» EXERCÍCIO A: Transcreva, do texto sobre cotas para negros nas casas legislativas, o trecho que começa em "Questões, desenho de" e segue até "no Quadro 1.".

» TEXTO BASE:
_____

Com relação aos não-brancos, há um projeto de lei em curso na Câmara dos Deputados (PEC 116/2011), de autoria do Dep. Luiz Alberto (PT/BA), que estabelece cotas progressivas de cadeiras para negros (pretos e pardos) na Câmara dos Deputados e Assembleias Legislativas, e na Câmara dos Deputados por cinco legislaturas - prorrogáveis, no máximo, por igual período, totalizando 40 anos. Atualmente, para 50,7% da população negra do país, correspondem apenas 3,5% de parlamentares negros e 0,6% de deputadas negras.
Segundo a proposta, o percentual de vagas nas casas legislativas reservado para parlamentares oriundos da população negra corresponderia a dois terços do percentual de pessoas que se tenham declarado pretas ou pardas no último censo demográfico realizado pelo Instituto Brasileiro de Geografia e Estatística na circunscrição do pleito, desde que o número de lugares reservados não seja inferior a um quinto ou superior à metade do total de vagas.
O autor da emenda argumenta que a proposta “combina radicalidade com contenção” e esclarece que “a radicalidade se encontra no fato de que se quer produzir uma mudança qualitativa imediata nas casas legislativas. Não se trata de criar mecanismos para que, aos poucos, a população negra se inclua nos órgãos decisórios do Estado brasileiro, mas de reconhecer que ela está pronta para fazê-lo e que a democratização do país exige que ela o faça imediatamente. A contenção reside no fato de que não se mudam de forma profunda e permanente as regras de composição das casas legislativas. A inovação sugerida na PEC se adaptará, durante um período predeterminado, a praticamente qualquer sistema eleitoral implantado ou por implantar no país” (CCJC, 2013).
Questões, desenho de pesquisa e coleta de dados
O sistema eleitoral brasileiro fornece incentivos máximos para o cultivo do “voto pessoal” (Carey e Shugart, 1995). Por um lado, uma série de características institucionais de nosso sistema (e.g., a baixa fidelidade partidária) fomenta estratégias de representação que enfatizam fatores pessoais, como capacidade de liderança, competência administrativa e visibilidade midiática entre outros. Por outro lado, quaisquer que sejam suas características individuais - independentemente do gênero e de origens étnicas ou raciais -, os parlamentares são, antes de tudo, candidatos de um partido ou de uma coligação de partidos, cuja prioridade é obter uma pluralidade de votos em suas bases eleitorais para serem reeleitos. Com base em tais pressupostos, formulamos as perguntas que constam no Quadro 1.

Três Assembleias Legislativas foram selecionadas, uma no Nordeste (ALBA), uma no Sudeste (ALES) e uma no Sul (ALEP) como pesquisa-piloto que pretende se estender por outros estados da Federação e alcançar a Câmara dos Deputados. O objetivo é comparar a atuação parlamentar e o perfil das deputadas e dos representantes autodeclarados negros com uma amostra randomizada de deputados brancos nos dois níveis de representação (estadual e federal).

_____

» EXERCÍCIO B: Identifique e copie cada linha dos registros em que aparece a palavra "bicycle", diferenciando maiúsculas de minúsculas.

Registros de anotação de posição
_____

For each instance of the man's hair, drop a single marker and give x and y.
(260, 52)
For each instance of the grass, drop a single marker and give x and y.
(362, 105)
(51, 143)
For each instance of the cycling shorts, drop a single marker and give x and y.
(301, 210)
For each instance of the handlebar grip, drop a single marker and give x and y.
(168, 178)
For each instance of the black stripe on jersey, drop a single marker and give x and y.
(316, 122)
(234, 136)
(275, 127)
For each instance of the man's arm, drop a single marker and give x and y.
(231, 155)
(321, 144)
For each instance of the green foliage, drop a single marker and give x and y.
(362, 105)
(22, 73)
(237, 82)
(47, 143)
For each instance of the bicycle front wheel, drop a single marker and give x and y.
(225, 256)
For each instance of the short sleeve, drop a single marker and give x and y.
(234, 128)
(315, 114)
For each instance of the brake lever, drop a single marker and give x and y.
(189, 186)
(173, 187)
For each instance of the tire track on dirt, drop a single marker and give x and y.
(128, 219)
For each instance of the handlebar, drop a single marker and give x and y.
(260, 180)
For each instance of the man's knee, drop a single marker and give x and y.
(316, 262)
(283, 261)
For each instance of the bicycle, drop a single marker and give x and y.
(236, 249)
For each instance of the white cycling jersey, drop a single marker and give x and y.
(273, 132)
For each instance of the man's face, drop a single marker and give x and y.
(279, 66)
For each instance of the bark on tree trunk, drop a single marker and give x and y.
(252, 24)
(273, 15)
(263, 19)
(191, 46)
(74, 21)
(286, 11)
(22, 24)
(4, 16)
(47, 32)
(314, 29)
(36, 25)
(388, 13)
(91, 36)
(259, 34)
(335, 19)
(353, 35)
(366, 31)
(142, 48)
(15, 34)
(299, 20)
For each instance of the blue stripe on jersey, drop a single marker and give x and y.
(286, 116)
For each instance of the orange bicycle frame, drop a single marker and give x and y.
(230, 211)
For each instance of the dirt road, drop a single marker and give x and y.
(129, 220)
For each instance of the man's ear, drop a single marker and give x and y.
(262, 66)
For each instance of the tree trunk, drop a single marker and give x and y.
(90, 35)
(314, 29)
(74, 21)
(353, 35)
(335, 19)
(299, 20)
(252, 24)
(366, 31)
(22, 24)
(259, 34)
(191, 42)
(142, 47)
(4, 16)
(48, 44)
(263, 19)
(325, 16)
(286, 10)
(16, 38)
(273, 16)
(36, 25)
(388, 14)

_____

» RESPOSTA CORRETA A:
Questões, desenho de pesquisa e coleta de dados
O sistema eleitoral brasileiro fornece incentivos máximos para o cultivo do “voto pessoal” (Carey e Shugart, 1995). Por um lado, uma série de características institucionais de nosso sistema (e.g., a baixa fidelidade partidária) fomenta estratégias de representação que enfatizam fatores pessoais, como capacidade de liderança, competência administrativa e visibilidade midiática entre outros. Por outro lado, quaisquer que sejam suas características individuais - independentemente do gênero e de origens étnicas ou raciais -, os parlamentares são, antes de tudo, candidatos de um partido ou de uma coligação de partidos, cuja prioridade é obter uma pluralidade de votos em suas bases eleitorais para serem reeleitos. Com base em tais pressupostos, formulamos as perguntas que constam no Quadro 1.

» RESPOSTA CORRETA B:
For each instance of the bicycle front wheel, drop a single marker and give x and y.
For each instance of the bicycle, drop a single marker and give x and y.
For each instance of the orange bicycle frame, drop a single marker and give x and y.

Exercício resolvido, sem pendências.